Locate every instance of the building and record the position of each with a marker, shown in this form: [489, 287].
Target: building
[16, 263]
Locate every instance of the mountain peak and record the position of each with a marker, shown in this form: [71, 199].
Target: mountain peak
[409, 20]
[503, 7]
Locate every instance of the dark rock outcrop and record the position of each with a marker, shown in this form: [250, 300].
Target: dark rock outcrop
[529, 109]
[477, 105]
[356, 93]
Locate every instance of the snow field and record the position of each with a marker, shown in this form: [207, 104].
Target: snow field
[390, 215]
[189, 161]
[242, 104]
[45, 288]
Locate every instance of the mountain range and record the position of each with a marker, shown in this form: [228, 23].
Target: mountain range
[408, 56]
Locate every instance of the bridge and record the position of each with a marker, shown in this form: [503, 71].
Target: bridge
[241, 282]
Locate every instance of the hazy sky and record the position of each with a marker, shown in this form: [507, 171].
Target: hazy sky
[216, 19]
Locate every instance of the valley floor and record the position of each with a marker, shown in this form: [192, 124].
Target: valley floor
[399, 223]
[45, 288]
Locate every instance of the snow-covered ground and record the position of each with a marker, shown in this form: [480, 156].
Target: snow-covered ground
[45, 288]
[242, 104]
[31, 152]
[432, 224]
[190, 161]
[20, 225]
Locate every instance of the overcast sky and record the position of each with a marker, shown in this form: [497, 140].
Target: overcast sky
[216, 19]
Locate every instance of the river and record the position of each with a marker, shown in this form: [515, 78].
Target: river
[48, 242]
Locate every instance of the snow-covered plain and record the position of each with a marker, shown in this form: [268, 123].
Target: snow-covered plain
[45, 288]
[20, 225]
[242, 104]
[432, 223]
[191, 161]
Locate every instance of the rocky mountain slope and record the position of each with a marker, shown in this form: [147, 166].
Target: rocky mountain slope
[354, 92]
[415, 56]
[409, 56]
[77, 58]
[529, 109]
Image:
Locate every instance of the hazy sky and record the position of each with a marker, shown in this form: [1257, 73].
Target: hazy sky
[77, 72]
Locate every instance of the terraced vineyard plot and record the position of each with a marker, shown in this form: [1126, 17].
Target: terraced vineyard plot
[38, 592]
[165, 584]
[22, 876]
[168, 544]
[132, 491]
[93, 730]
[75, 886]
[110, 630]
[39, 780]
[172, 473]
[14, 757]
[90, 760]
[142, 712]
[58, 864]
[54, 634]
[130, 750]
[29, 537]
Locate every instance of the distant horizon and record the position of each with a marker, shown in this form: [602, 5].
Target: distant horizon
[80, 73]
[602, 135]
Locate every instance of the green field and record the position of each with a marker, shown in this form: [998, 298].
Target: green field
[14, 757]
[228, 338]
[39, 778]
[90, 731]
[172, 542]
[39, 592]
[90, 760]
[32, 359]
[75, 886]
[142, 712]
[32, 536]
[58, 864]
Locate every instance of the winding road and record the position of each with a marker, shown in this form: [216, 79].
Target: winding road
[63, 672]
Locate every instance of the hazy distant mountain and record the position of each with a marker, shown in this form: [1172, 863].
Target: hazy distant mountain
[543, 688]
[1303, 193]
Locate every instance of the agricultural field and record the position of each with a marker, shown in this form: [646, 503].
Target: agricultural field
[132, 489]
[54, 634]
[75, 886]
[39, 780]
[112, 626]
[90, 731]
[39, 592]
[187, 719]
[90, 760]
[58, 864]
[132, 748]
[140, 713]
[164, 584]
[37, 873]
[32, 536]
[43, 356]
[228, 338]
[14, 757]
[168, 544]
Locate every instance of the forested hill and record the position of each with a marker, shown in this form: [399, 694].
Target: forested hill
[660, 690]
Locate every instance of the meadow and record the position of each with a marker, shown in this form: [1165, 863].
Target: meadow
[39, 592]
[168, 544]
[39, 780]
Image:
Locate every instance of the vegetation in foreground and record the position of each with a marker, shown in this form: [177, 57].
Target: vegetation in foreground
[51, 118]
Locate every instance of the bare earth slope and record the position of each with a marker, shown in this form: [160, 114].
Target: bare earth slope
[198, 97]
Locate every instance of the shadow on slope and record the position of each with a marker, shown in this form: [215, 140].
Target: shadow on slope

.....

Repeat, with no changes, each line from the one with "Locate every instance of the distant" to the end of the listing, including both ends and nothing else.

Locate every instance of the distant horizon and record the position of each with a marker, shown in this form: [602, 5].
Target: distant horizon
[80, 73]
[602, 135]
Locate every instance of the green field and record the position of each with a marker, shown in this form: [998, 298].
Target: green field
[14, 757]
[228, 338]
[39, 778]
[90, 731]
[172, 542]
[39, 592]
[90, 760]
[32, 359]
[75, 886]
[142, 712]
[32, 536]
[58, 864]
Locate every instance of the winding road and record the position of each with a marker, shown in this form: [216, 79].
Target: winding road
[63, 672]
Locate every instance of the hazy distant mountain and record the position of each with a marker, shown in this form: [1172, 863].
Target: hazy distant mountain
[543, 688]
[1303, 193]
Locate every instance of the agricultural field and record the position of each with a marker, shown in this form: [646, 503].
Target: agricultural field
[132, 489]
[54, 634]
[75, 886]
[39, 780]
[112, 626]
[90, 731]
[39, 592]
[187, 719]
[90, 760]
[58, 864]
[132, 748]
[140, 713]
[164, 584]
[37, 873]
[32, 536]
[43, 356]
[228, 338]
[14, 757]
[168, 544]
Locate every instance of the forested hill and record the position of each with a marker, shown in this form: [399, 694].
Target: forested hill
[660, 690]
Locate every instance of the meadow and record the position of each with a marker, shown in this form: [1165, 863].
Target: meadow
[39, 592]
[168, 544]
[39, 780]
Image:
Locate every instance of the vegetation in foreground and record the position of each with a marker, shown in this form: [177, 57].
Target: vegetation in foreground
[51, 118]
Locate every instance of the bare earth slope and record the position of each with a marker, shown in this form: [160, 114].
Target: bare earth slope
[198, 97]
Locate every instance of the shadow on slope and record the position of each with a marker, shown in this form: [215, 140].
Target: shadow on slope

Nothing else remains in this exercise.